EXTRAIT DU DOCUMENT |
SARREGUEMINES PAYS DE MON ENFANCE

J’ai lu quelque  part  que  les  vieux généraux écrivaient souvent  leurs mémoires. Il est vrai aussi qu’à un certain âge, la tendance est aux souvenirs. Dans les conversations, la nostalgie ressort avec des expressions d’une banalité navrante, du genre : « Ce n’est plus comme autrefois… ». Bien évidemment que les temps changent, que le monde évolue. Heureusement qu’il en est ainsi, sinon nous serions encore dans les cavernes.

Pour le cas présent, c’est une envie irrésistible qui me pousse à revisiter mon pays d’enfance, et les endroits de mes jeux, de mon école, de mon premier boulot, de mes premières amours et de mes premiers pas vers l’âge adulte.

Ce sont mes grands-parents qui m’ont élevé. J’habitais alors au 4 de la rue de la Cité, sous-entendu Cité des Faïenceries. La « fabrique » était en ce temps-là en pleine activité. De la fenêtre de la cuisine, je voyais défiler matin et soir, des centaines d’ouvrières et d’ouvriers qui, venant des villages voisins par le train, complétaient la main d’œuvre de la « fabrique » (en 1907 il y avait 3 250 ouvriers, 1 200 en 1950).

La Cité des Faïenceries était une cité ouvrière où logeaient les familles d’ouvriers. Cinq rues pleines de vie où je retrouvais mes copains d’alors. C’est aussi là qu’en hiver, on faisait de la luge, dans les rues en pente de la cité, parfois jusqu’à minuit.

CONSIGNE | Traduisez en anglais cette phrase du texte sur Sarreguemines : « C’est aussi là qu’en hiver, on faisait de la luge, dans les rues en pente de la cité, parfois jusqu’à minuit. » La liste qui suit n’a aucun rôle ici.

MATÉRIEL FOURNI |
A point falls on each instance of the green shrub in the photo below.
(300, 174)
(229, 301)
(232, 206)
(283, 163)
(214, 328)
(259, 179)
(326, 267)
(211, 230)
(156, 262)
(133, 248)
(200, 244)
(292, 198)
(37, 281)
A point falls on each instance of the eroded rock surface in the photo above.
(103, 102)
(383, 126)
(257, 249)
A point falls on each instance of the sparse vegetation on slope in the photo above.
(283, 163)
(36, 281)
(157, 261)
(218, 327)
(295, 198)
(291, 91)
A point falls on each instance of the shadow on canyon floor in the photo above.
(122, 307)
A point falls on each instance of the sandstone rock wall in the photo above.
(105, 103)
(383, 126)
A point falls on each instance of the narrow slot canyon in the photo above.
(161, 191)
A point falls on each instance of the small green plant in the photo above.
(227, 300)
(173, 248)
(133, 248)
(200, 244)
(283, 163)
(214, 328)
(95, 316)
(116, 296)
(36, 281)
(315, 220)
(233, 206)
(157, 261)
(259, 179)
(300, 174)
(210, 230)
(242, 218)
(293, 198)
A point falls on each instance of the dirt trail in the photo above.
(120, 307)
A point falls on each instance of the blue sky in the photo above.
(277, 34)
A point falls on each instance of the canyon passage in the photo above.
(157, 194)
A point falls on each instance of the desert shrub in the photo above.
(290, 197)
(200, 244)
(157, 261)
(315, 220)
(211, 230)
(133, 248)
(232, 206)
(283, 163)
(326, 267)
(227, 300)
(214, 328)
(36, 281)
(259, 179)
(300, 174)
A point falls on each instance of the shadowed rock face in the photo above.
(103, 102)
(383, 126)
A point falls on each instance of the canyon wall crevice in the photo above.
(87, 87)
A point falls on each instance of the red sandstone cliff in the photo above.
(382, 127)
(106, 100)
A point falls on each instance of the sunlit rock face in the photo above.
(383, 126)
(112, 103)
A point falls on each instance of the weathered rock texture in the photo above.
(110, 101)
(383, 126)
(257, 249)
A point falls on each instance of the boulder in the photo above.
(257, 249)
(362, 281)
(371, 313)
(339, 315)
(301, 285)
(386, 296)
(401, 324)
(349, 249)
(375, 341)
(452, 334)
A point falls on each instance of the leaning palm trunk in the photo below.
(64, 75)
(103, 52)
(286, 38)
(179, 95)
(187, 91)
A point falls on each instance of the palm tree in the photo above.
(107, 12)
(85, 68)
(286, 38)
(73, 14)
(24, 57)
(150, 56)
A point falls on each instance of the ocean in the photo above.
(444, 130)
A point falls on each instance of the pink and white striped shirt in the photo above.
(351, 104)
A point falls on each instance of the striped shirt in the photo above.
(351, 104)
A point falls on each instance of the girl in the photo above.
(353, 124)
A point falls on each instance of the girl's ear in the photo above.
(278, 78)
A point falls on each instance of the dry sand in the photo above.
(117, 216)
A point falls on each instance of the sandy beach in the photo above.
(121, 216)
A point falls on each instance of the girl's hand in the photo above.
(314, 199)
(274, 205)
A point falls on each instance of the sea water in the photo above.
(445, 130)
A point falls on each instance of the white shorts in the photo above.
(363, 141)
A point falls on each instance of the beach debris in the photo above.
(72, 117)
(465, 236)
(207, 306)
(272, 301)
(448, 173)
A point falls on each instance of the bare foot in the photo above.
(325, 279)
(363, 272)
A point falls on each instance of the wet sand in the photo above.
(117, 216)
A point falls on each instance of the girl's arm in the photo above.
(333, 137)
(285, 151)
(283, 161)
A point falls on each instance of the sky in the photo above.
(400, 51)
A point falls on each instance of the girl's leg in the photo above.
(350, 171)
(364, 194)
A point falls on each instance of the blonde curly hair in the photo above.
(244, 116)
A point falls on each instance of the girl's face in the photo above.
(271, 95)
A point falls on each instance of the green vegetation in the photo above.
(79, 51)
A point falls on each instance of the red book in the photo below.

RÉPONSE | It was also there, in winter, that we went sledding on the sloping streets of the housing estate, sometimes until midnight.